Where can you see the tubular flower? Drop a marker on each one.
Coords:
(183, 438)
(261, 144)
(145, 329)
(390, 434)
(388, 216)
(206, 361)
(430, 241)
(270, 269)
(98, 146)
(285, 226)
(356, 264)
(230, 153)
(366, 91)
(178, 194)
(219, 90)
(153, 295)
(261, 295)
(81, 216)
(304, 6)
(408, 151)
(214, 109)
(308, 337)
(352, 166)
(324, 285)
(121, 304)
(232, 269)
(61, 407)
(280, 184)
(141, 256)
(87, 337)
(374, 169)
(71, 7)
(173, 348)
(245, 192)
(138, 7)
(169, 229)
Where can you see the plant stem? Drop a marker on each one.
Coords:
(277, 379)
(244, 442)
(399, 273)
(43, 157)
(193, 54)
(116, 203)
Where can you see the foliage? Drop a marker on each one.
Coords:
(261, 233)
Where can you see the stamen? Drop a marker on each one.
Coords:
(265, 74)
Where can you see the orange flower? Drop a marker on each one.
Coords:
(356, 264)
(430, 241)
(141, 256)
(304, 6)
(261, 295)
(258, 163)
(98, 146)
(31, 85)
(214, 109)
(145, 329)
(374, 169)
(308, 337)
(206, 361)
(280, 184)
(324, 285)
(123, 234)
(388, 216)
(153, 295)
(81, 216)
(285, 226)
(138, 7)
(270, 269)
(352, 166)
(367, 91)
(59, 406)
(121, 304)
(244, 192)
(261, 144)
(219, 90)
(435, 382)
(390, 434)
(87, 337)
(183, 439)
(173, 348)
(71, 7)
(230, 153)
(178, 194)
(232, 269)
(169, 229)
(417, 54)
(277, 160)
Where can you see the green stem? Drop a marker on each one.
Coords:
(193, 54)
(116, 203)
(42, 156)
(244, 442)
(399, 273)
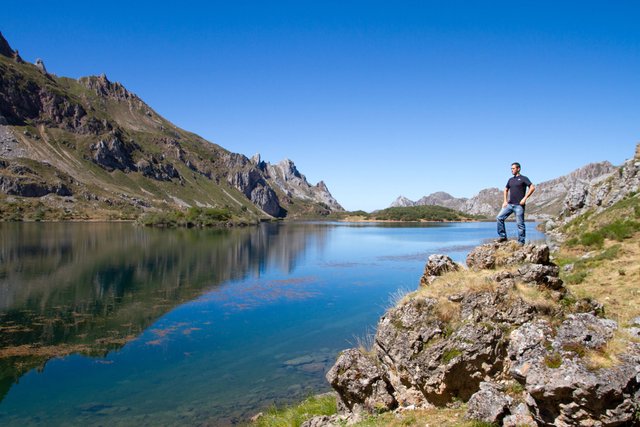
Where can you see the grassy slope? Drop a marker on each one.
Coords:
(68, 153)
(607, 272)
(408, 214)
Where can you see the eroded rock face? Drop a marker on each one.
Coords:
(491, 255)
(113, 154)
(436, 266)
(360, 383)
(433, 351)
(562, 388)
(252, 184)
(489, 404)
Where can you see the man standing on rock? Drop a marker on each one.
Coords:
(515, 198)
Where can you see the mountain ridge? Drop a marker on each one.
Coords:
(91, 149)
(547, 201)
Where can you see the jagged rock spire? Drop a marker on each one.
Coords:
(5, 49)
(40, 64)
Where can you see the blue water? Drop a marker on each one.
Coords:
(196, 327)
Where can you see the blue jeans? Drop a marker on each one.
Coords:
(504, 213)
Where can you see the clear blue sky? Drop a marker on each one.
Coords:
(376, 98)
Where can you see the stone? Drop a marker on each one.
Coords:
(586, 330)
(562, 389)
(520, 416)
(540, 274)
(113, 154)
(437, 265)
(40, 66)
(491, 255)
(489, 404)
(362, 386)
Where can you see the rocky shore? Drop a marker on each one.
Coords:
(504, 336)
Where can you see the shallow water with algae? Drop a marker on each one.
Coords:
(112, 324)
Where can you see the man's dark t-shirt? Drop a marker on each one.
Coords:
(517, 186)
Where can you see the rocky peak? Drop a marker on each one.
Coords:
(104, 87)
(487, 344)
(5, 48)
(40, 65)
(289, 170)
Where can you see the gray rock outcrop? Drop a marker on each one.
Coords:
(434, 350)
(546, 202)
(285, 176)
(489, 404)
(601, 193)
(113, 154)
(40, 66)
(436, 266)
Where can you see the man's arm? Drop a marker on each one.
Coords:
(532, 188)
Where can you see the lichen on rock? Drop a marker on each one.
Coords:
(450, 342)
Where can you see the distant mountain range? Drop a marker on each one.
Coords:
(91, 149)
(548, 201)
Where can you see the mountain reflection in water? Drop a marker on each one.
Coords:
(112, 324)
(89, 288)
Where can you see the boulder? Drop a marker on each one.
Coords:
(562, 387)
(436, 266)
(520, 416)
(360, 383)
(489, 404)
(491, 255)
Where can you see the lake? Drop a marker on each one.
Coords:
(113, 324)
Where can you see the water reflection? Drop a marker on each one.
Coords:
(90, 288)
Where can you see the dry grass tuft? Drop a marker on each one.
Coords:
(604, 282)
(457, 282)
(538, 297)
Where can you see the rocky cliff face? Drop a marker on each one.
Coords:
(497, 337)
(285, 176)
(546, 202)
(402, 202)
(122, 156)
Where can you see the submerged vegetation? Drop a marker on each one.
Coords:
(409, 214)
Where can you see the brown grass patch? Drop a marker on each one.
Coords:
(446, 417)
(612, 282)
(538, 297)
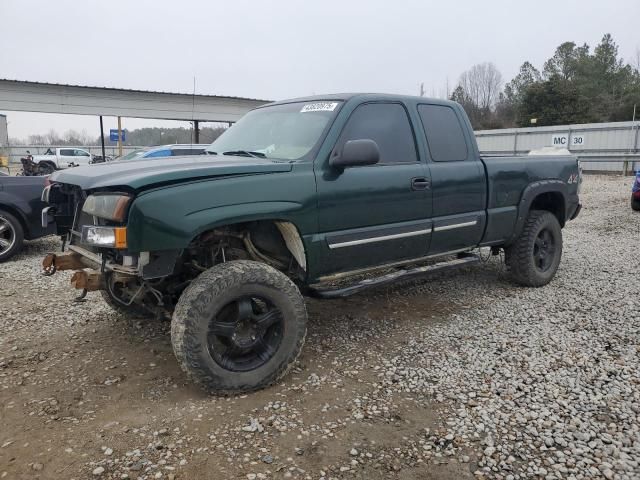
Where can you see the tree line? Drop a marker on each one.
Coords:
(575, 85)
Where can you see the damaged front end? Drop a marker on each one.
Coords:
(94, 233)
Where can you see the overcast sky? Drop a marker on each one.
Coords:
(286, 48)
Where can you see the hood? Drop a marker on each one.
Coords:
(144, 173)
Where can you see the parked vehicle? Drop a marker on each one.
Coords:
(299, 195)
(31, 168)
(635, 193)
(174, 150)
(61, 158)
(20, 213)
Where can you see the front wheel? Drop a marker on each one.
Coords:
(11, 235)
(238, 327)
(534, 257)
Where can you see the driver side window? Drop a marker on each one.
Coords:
(388, 125)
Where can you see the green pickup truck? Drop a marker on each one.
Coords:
(321, 196)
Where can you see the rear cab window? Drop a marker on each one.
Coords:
(388, 125)
(444, 132)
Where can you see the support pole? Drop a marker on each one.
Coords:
(104, 156)
(119, 137)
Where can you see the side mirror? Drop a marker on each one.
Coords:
(357, 153)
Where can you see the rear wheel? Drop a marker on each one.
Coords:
(238, 327)
(534, 257)
(11, 235)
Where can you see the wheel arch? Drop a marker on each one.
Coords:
(549, 195)
(291, 237)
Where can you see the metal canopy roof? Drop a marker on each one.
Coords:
(16, 95)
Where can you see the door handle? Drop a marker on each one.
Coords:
(420, 183)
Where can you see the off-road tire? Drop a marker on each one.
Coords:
(18, 235)
(204, 298)
(519, 256)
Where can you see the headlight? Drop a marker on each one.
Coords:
(105, 236)
(108, 206)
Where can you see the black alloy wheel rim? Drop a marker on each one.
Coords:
(245, 334)
(544, 250)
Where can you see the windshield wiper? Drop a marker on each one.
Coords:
(245, 153)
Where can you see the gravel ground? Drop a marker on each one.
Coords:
(462, 376)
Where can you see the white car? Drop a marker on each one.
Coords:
(62, 158)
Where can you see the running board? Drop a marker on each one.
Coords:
(403, 274)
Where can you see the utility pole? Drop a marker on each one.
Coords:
(119, 137)
(104, 157)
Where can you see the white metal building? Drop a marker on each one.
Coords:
(600, 146)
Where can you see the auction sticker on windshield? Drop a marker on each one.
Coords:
(319, 107)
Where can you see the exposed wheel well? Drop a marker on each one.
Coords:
(552, 202)
(275, 242)
(16, 213)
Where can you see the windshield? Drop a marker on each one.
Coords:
(283, 132)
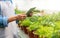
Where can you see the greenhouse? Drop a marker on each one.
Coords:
(29, 19)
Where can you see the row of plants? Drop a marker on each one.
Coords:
(47, 26)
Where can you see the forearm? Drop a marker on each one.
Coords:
(10, 19)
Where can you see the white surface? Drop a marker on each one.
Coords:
(40, 4)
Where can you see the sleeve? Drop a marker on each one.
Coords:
(3, 21)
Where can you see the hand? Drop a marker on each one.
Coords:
(21, 17)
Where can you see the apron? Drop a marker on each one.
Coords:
(12, 29)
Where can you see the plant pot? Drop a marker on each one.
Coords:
(22, 28)
(25, 30)
(30, 33)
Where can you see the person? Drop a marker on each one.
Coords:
(8, 26)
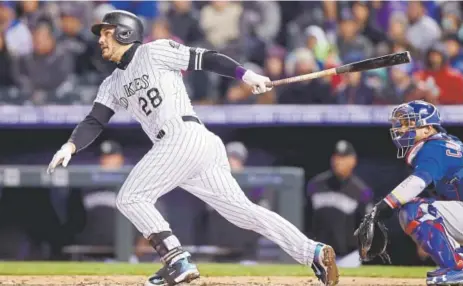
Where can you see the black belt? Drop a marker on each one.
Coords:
(186, 118)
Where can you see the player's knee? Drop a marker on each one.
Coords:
(122, 200)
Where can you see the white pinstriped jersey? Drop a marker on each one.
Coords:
(151, 88)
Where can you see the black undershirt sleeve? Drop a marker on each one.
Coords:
(91, 127)
(212, 61)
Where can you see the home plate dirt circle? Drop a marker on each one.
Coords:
(203, 281)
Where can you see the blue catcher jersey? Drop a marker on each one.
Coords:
(439, 160)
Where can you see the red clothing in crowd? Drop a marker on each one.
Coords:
(449, 82)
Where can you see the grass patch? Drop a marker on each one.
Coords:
(207, 269)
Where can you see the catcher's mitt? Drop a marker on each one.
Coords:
────────────────────
__Task goal__. When the entries above show the word "side" in a line, copy that line out.

__Exercise output__.
Where can you see the driver side window? Drop a marker on each one.
Where can you see the side mirror? Drop a marker on each one.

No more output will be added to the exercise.